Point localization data
---+---
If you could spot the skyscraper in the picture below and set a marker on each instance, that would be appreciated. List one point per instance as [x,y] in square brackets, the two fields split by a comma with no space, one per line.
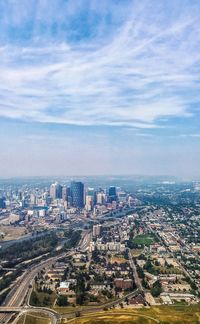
[77,194]
[112,195]
[56,191]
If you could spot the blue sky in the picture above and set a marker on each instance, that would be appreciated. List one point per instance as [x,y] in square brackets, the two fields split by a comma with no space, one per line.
[99,87]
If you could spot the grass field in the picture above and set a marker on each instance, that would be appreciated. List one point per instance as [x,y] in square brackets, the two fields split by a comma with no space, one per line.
[118,260]
[34,319]
[161,314]
[12,232]
[143,239]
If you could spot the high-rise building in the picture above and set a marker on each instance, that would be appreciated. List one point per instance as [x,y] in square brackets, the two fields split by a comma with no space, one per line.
[101,198]
[2,203]
[96,231]
[56,191]
[88,202]
[77,194]
[64,193]
[112,194]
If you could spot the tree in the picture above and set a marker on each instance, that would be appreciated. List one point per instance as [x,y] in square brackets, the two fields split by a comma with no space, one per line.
[62,301]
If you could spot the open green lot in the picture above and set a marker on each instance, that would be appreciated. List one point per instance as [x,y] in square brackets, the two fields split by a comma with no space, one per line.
[160,314]
[34,318]
[143,239]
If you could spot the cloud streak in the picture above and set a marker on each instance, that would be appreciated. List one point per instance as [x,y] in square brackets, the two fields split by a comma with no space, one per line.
[139,75]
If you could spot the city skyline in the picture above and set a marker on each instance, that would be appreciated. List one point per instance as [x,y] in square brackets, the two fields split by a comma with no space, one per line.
[94,88]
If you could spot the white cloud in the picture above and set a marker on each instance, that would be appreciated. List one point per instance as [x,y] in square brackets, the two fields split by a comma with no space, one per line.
[141,77]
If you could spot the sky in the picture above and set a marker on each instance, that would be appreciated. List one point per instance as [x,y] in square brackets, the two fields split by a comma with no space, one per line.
[91,87]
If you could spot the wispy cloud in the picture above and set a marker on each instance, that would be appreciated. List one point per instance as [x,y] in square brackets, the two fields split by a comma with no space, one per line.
[138,74]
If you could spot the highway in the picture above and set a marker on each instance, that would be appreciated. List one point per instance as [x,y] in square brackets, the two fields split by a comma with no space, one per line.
[135,274]
[20,291]
[18,298]
[17,295]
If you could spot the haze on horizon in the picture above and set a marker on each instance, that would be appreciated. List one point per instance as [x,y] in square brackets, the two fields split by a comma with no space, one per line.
[93,87]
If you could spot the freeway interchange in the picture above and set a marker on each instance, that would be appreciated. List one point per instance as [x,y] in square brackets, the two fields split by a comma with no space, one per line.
[17,300]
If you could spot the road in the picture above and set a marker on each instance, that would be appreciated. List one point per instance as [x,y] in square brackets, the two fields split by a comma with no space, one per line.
[55,316]
[135,274]
[16,296]
[85,241]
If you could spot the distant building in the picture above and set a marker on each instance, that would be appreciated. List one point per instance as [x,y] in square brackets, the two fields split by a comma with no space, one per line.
[77,194]
[96,230]
[112,194]
[123,283]
[2,203]
[56,191]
---+---
## EXERCISE PROMPT:
Nothing but the pictures should be left out when the records are retyped exactly.

## EXPECTED ANSWER:
If you could spot the skyscraper in the picture below and set a marker on each instance, that would be appreciated. List one point per instance as [x,y] in square brackets, the two fields split by a comma with no space, one per line.
[77,194]
[112,195]
[56,191]
If you could spot the blue sky in the picture above and set a marker on each instance, that would be appreciated. List one point per instance as [x,y] in square brackets, the two fields split by a comma with no space, one per line.
[99,87]
If you could spot the grass field in the picture above and set a marker on each instance, that would be appreciated. List one point per instance as [x,y] in square brackets, the two fields split by a comma with no space, one per line.
[118,260]
[34,319]
[161,314]
[12,232]
[143,239]
If you could spot the high-rise building in the picture above and set a marker on each instance, that would be appreciated. List one point per instance as [x,y] in square brackets, the two fields split by a comma with no space, one per line.
[101,198]
[2,203]
[96,231]
[56,191]
[88,202]
[77,194]
[64,193]
[112,194]
If you could spot the tree in the picture above and set a marker on each instance, that would be appreciated. List one point per instance as [x,y] in square brackets, the two fields split by a comma with no space, one per line.
[62,301]
If you could spot the open green lot in the picture above and set a marker on each instance, that would be appreciated. List one point per instance as [x,y] in square brackets, the two fields split by a comma with no space, one per line.
[160,314]
[34,318]
[143,239]
If you could spot the cloud streak in the picture above and set a marker on each instance, that would be appreciated. List one point per instance as [x,y] in square brackets, the two fields split by a comma with no space, one per line.
[139,75]
If you could spot the city skyline in the picture above and set a marker on each instance, that would be appreciated. List one point per instance as [x,y] in square brackets, the two fields split by a comma with no space, one per line.
[94,88]
If you could spot the white cloud in the picture above and set a marker on each instance, that would be appreciated. List one point per instance as [x,y] in square brackets, the two fields split by a comma with no space, one per line.
[141,77]
If you could spot the sky in the picture above and set a marker on each instance, that would be appreciated. List one point per instance as [x,y] in square brackets, the two fields split by a comma with no space, one per line.
[91,87]
If you could spot the wispy cloud in the picture above and set a marker on each instance, that would be appreciated. List one point per instance as [x,y] in square brackets, the two fields split by a comma with no space, one per line.
[138,74]
If you could spot the highway in the picture above and set a marker on each instance, that would be appreciated. List one point per instance as [x,y] in square brackets, the two fields split by a comma with no space, one per line.
[135,274]
[20,291]
[18,298]
[17,295]
If you could spot the haze on horizon in the picture above and set a marker on each instance, that would be appreciated. List one point per instance as [x,y] in square brackets, the two fields split by a comma with no space, one per line.
[93,87]
If you could spot the freeway interchange in the picture above and set a marker on each instance, that would be appreciated. List one point per instance as [x,y] in square brackets, the two fields split by a comma with no space, one per line.
[17,300]
If you could spot the road in the picture above and set a marker on each instance, that would be appreciated. List one point per instance as [x,y] in square brackets, the two fields split by a comma with no space, one per line.
[55,316]
[135,274]
[16,296]
[85,241]
If you could spot the distant building in the picture above and set a marker on each instance, that would be appreciated. List one point per instance as [x,y] in square brackets, the two fields split by a comma with no space, one per line.
[77,194]
[96,230]
[112,194]
[123,283]
[2,203]
[56,191]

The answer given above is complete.